Détails de la tâche ▸ Reproduisez à l'identique les lignes des entrées ci-dessous, en commençant par celle qui contient « [pin] white cloud -- one per line » et en terminant à la fin des entrées, ces deux limites incluses.

Entrées du corpus ▸
##########

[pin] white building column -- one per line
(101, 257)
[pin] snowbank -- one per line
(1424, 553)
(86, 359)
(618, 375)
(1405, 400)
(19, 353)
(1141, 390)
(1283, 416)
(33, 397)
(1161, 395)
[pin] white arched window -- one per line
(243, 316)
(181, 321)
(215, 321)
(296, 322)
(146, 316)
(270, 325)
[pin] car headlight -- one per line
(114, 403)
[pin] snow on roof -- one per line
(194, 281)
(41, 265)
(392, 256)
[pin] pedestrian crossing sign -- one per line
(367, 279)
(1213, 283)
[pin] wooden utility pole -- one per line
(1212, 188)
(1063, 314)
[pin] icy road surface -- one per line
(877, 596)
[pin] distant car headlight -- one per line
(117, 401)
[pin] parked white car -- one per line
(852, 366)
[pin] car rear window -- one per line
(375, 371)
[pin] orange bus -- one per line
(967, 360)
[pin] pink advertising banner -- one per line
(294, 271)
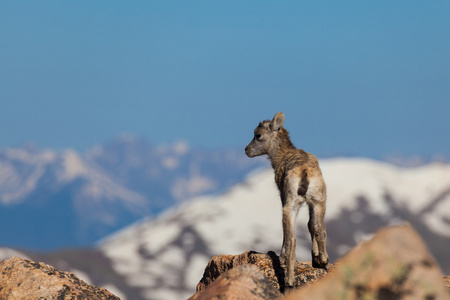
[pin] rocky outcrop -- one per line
(269, 264)
(245, 282)
(394, 264)
(24, 279)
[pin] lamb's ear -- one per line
(277, 121)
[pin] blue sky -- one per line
(366, 78)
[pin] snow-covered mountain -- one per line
(52, 199)
(164, 257)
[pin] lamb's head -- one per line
(265, 136)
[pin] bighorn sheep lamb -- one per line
(299, 179)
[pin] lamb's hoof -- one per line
(321, 265)
(288, 289)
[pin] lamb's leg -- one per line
(287, 258)
(318, 232)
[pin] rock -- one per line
(395, 264)
(24, 279)
(241, 282)
(269, 264)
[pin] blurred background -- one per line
(117, 112)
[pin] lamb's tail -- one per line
(303, 185)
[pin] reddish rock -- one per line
(395, 264)
(268, 263)
(245, 282)
(24, 279)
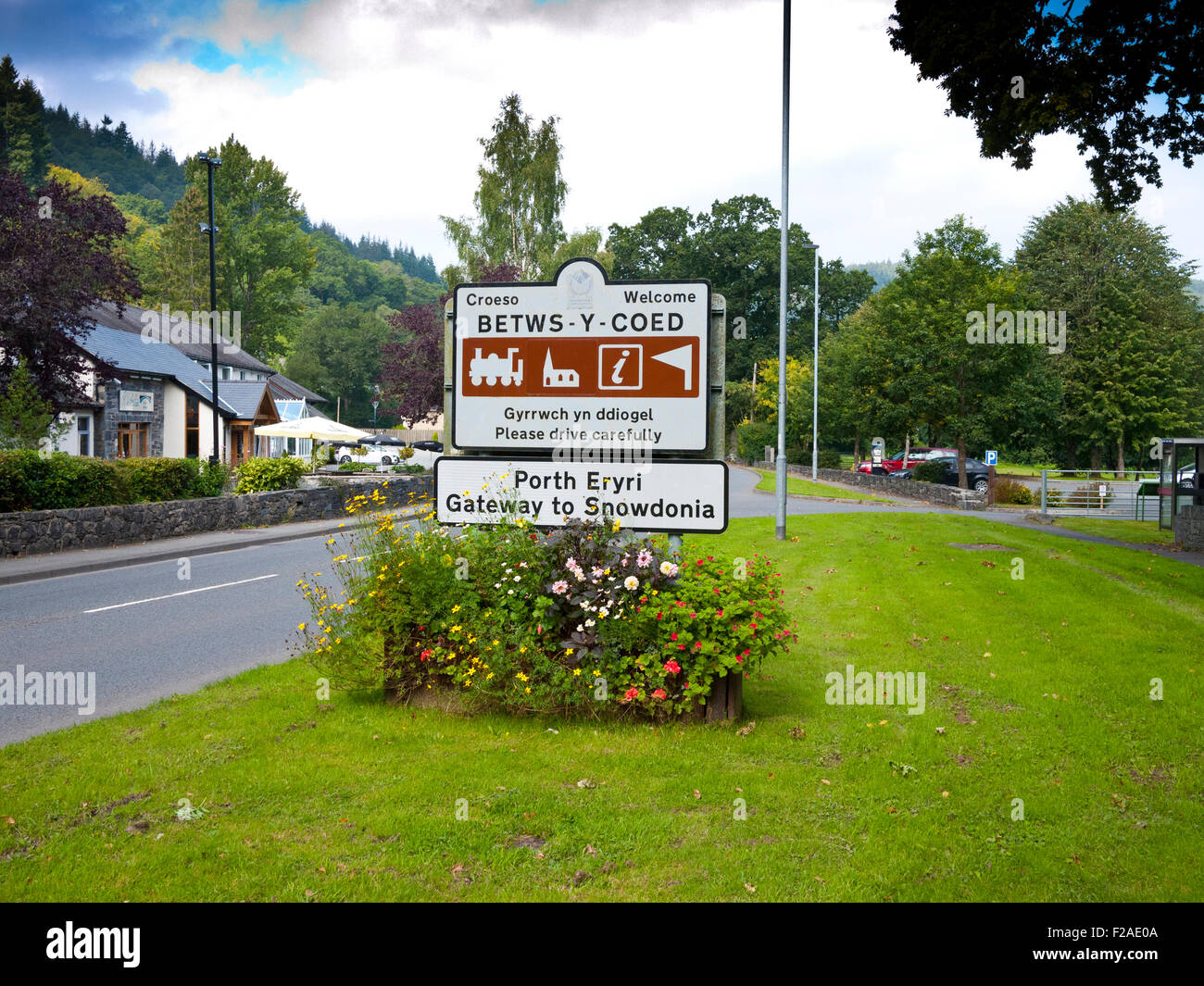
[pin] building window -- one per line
(83, 429)
(132, 440)
(192, 426)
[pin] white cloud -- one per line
(658, 104)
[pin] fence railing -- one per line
(1087, 493)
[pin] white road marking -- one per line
(185, 593)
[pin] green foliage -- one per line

##########

La réponse ▸
[pin] white cloud -- one per line
(658, 104)
[pin] fence railing -- one per line
(1087, 493)
[pin] white road marking -- one per line
(185, 593)
[pin] green foliage -- one per line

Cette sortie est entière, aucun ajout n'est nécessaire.